Page:

────────────────────────────────────────

In satisfying his burden to prove plausibility of relief, a defendant "cannot succeed by merely showing a theoretical possibility of relief, but need not prove that relief was probable." Raya-Vaca, 771 F.3d at 1207 (internal citations, quotations and alteration omitted). This means that the defendant "need not show that he definitely would have received immigration relief[, but must] establish some evidentiary basis on which relief could have been granted." Id. (internal quotations and citations omitted) (emphasis added). "[T]he alien must make a plausible showing that the facts presented would cause the Attorney General to exercise discretion in his favor." U.S. v. Barajas-Alvarado, 655 F.3d 1077, 1089 (9th Cir. 2011). Additionally,
U.S. v. Valdez-Novoa, 780 F.3d 906, 916 (9th Cir. 2015).
Here, the Court is deprived of the benefit of comparative authority by the government because beyond the suggestion that relief was not plausible, the government provides no argument on the issue, much less authority in support of its position—neither in briefing nor at the Hearing.

────────────────────────────────────────

Exercise description:
Answer these questions about the court excerpt above, one answer per line:
1. Rather than showing he definitely would have received immigration relief, what must a defendant establish?
2. Which case is cited for the statement that the alien must make a plausible showing that the facts presented would cause the Attorney General to exercise discretion in his favor?
3. Beyond the suggestion that relief was not plausible, what does the government fail to provide, and where?

────────────────────────────────────────

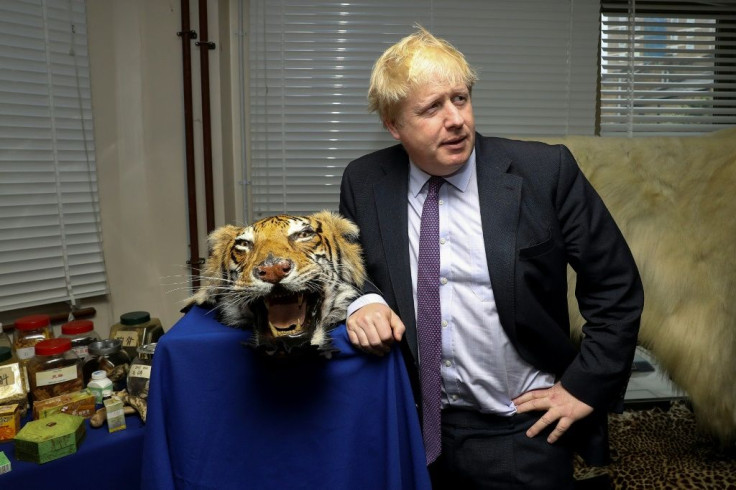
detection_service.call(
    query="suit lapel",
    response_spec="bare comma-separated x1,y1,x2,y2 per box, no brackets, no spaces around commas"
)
476,135,522,341
373,159,417,359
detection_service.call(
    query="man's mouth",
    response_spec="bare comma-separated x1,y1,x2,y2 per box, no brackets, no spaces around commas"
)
263,292,307,337
442,136,467,148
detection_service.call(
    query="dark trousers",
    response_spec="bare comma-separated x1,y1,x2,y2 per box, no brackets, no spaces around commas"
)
429,410,574,490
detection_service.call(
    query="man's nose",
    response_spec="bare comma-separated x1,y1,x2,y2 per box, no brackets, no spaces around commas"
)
445,102,465,128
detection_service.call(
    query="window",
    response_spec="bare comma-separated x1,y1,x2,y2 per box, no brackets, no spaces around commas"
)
600,0,736,135
0,0,106,311
240,0,599,220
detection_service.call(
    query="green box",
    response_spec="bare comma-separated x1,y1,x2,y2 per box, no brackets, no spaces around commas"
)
0,451,12,475
15,413,86,464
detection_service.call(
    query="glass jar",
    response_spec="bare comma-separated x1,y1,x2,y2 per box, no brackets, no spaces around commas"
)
110,311,164,359
128,342,156,398
87,369,112,405
13,315,54,361
0,342,28,417
60,320,100,359
27,339,84,401
82,339,130,391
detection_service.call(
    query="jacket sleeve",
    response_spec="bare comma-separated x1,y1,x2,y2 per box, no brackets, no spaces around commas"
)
555,146,644,409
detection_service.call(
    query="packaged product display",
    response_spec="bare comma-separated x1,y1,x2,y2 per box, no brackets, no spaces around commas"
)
13,315,54,361
87,369,112,404
110,311,164,359
15,413,86,463
27,339,84,401
128,342,156,398
0,346,28,415
82,339,130,391
33,390,95,420
0,451,13,475
61,320,100,359
0,403,20,442
104,396,126,432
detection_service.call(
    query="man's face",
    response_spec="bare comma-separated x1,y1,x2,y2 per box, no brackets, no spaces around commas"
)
386,84,475,177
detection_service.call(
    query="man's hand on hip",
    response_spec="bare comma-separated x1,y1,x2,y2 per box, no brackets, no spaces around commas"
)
512,382,593,444
346,303,406,356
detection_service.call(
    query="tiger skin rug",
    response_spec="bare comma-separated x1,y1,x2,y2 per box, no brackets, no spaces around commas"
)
575,401,736,490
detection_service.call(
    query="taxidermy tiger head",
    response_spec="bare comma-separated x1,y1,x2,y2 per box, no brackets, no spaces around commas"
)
190,211,365,357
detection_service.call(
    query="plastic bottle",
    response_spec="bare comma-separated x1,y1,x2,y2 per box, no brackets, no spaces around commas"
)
87,369,112,405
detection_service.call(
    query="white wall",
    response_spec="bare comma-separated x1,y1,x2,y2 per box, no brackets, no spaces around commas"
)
83,0,234,335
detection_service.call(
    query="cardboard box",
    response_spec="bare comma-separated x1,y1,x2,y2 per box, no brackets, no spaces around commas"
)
15,413,86,464
104,396,126,432
0,451,13,475
0,403,20,442
33,390,95,420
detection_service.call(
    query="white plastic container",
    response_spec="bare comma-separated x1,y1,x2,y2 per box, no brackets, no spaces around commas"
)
87,369,112,404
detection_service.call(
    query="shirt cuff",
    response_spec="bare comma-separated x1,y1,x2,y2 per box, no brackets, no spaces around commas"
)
347,293,388,318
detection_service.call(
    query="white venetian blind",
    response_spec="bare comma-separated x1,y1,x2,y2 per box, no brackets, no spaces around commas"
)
601,0,736,135
0,0,106,311
243,0,599,218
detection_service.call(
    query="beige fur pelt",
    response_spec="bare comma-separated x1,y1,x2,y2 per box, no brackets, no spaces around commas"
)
545,128,736,443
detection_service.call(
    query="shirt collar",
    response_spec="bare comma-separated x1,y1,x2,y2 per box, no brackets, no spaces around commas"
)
409,148,475,197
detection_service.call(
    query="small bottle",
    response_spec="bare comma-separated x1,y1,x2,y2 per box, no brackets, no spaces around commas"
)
87,369,112,405
110,311,164,359
61,320,100,359
128,342,156,398
27,339,84,401
82,339,130,391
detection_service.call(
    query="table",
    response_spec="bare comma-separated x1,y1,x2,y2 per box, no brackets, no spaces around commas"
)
142,307,430,490
0,415,145,490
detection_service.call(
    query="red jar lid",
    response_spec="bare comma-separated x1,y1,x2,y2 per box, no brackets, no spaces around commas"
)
15,315,51,330
36,338,72,356
61,320,95,335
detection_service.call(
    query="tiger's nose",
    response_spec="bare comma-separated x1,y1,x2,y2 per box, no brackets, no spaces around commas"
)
253,258,293,284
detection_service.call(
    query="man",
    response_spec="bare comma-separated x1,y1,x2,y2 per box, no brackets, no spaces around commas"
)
340,28,643,489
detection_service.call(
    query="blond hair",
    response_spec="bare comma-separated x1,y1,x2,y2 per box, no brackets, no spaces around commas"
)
368,26,478,125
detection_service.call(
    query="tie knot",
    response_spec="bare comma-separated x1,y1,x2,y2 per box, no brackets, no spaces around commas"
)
428,175,445,195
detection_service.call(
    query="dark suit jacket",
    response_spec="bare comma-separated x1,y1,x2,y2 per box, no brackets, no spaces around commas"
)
340,134,643,464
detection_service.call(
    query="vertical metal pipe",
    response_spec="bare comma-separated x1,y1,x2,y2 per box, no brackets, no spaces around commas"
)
178,0,201,291
197,0,215,233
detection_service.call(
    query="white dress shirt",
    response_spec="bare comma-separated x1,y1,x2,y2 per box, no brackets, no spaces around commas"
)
348,151,554,415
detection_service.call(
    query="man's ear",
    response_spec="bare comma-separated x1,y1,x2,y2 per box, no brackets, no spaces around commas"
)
383,120,401,141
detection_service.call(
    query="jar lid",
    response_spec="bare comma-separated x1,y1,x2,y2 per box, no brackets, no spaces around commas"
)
0,347,13,362
61,320,95,335
120,311,151,325
87,339,123,356
136,342,156,356
36,338,72,356
15,315,51,330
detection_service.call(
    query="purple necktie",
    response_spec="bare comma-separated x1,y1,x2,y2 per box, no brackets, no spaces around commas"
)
417,177,445,464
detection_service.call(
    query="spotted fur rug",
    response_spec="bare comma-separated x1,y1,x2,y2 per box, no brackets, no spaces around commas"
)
575,402,736,490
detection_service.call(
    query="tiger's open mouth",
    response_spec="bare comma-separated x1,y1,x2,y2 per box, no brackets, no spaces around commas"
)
263,292,307,337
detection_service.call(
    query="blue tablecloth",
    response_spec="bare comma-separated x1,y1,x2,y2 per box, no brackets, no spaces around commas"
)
0,415,144,490
143,307,430,490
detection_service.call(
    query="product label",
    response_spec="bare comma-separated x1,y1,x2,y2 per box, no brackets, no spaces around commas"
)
15,346,36,359
72,345,89,359
129,364,151,379
0,364,18,386
114,332,138,347
36,364,77,386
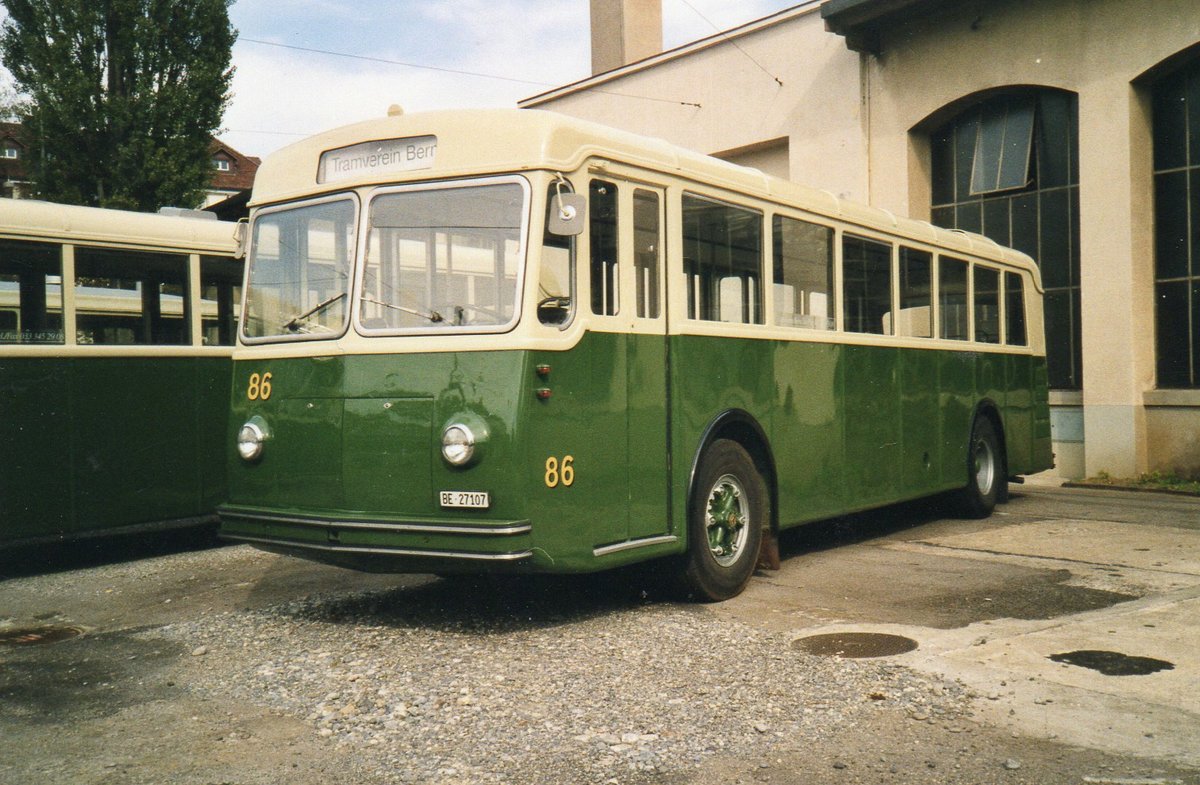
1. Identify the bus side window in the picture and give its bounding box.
[1004,272,1028,346]
[538,185,575,326]
[0,240,64,343]
[683,193,763,324]
[74,246,191,346]
[896,246,934,338]
[937,256,967,341]
[634,188,662,319]
[200,256,241,346]
[974,264,1000,343]
[841,234,893,335]
[588,180,620,316]
[772,215,834,330]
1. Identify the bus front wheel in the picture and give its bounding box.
[683,439,769,601]
[961,415,1008,517]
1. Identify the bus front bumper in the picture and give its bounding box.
[217,505,534,573]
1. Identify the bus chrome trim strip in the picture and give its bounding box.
[221,533,533,562]
[592,534,679,557]
[221,513,533,537]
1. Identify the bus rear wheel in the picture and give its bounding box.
[683,439,769,603]
[960,415,1008,517]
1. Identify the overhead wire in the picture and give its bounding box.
[679,0,784,86]
[238,37,701,109]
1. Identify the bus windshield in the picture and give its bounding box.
[242,198,355,340]
[360,179,528,332]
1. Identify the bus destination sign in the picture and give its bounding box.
[317,136,438,182]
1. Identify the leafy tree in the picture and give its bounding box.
[0,0,236,210]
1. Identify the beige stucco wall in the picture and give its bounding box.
[521,4,866,198]
[522,0,1200,477]
[865,0,1200,477]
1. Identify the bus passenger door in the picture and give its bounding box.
[622,185,671,539]
[575,176,668,547]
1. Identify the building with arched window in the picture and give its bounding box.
[521,0,1200,478]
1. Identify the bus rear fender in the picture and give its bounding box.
[967,399,1008,504]
[684,409,779,542]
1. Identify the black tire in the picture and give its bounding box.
[959,415,1008,519]
[683,439,770,603]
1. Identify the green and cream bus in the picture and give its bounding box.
[220,110,1051,599]
[0,199,242,547]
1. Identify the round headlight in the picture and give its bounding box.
[238,417,270,461]
[442,423,475,466]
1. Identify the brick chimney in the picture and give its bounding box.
[592,0,662,74]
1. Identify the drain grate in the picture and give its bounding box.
[0,627,83,646]
[792,633,917,659]
[1050,649,1175,676]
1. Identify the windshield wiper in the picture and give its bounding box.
[359,294,445,324]
[283,292,346,332]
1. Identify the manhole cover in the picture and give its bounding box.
[792,633,917,659]
[0,627,83,646]
[1050,649,1175,676]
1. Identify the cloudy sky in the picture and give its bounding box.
[0,0,803,156]
[222,0,800,155]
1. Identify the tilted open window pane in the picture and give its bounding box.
[683,193,763,324]
[896,247,934,338]
[937,256,968,341]
[841,234,893,335]
[74,246,191,346]
[974,265,1000,343]
[588,180,620,316]
[0,240,64,343]
[773,215,834,330]
[1004,272,1028,346]
[634,190,662,319]
[971,96,1036,196]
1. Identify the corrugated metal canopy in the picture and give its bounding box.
[821,0,952,54]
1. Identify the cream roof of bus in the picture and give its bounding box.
[0,199,238,256]
[251,109,1037,278]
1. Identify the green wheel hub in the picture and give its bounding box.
[706,474,751,567]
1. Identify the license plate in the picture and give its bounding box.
[439,491,492,510]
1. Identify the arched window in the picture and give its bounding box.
[930,89,1084,390]
[1153,60,1200,389]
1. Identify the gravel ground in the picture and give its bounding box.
[162,571,970,785]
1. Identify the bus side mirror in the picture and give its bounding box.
[546,192,587,236]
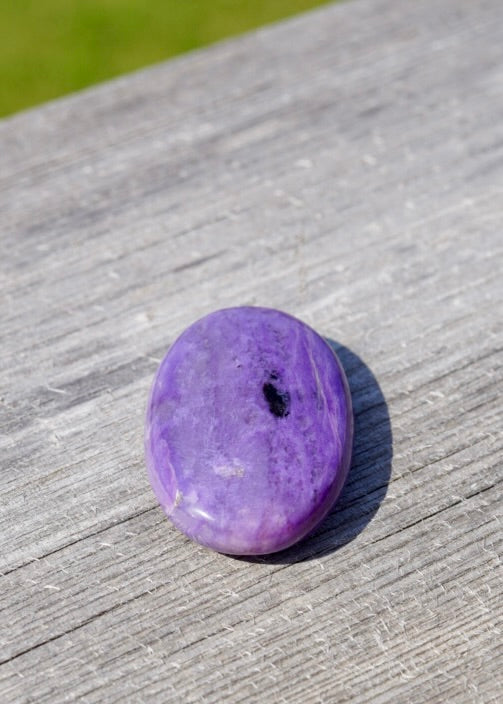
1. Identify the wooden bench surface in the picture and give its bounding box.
[0,0,503,704]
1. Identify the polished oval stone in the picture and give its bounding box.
[145,307,353,555]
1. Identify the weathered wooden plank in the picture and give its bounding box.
[0,0,503,704]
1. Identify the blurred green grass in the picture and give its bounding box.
[0,0,334,116]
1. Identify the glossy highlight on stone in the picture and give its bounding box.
[145,306,353,555]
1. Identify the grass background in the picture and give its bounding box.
[0,0,334,116]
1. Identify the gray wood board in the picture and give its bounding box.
[0,0,503,704]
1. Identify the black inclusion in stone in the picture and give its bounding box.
[262,382,290,418]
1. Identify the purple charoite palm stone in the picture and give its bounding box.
[145,307,353,555]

────────────────────────────────────────

Exercise result:
1. Some evidentiary basis on which relief could have been granted.
2. U.S. v. Barajas-Alvarado, 655 F.3d 1077, 1089 (9th Cir. 2011).
3. Any argument on the issue, much less authority supporting its position, neither in briefing nor at the Hearing.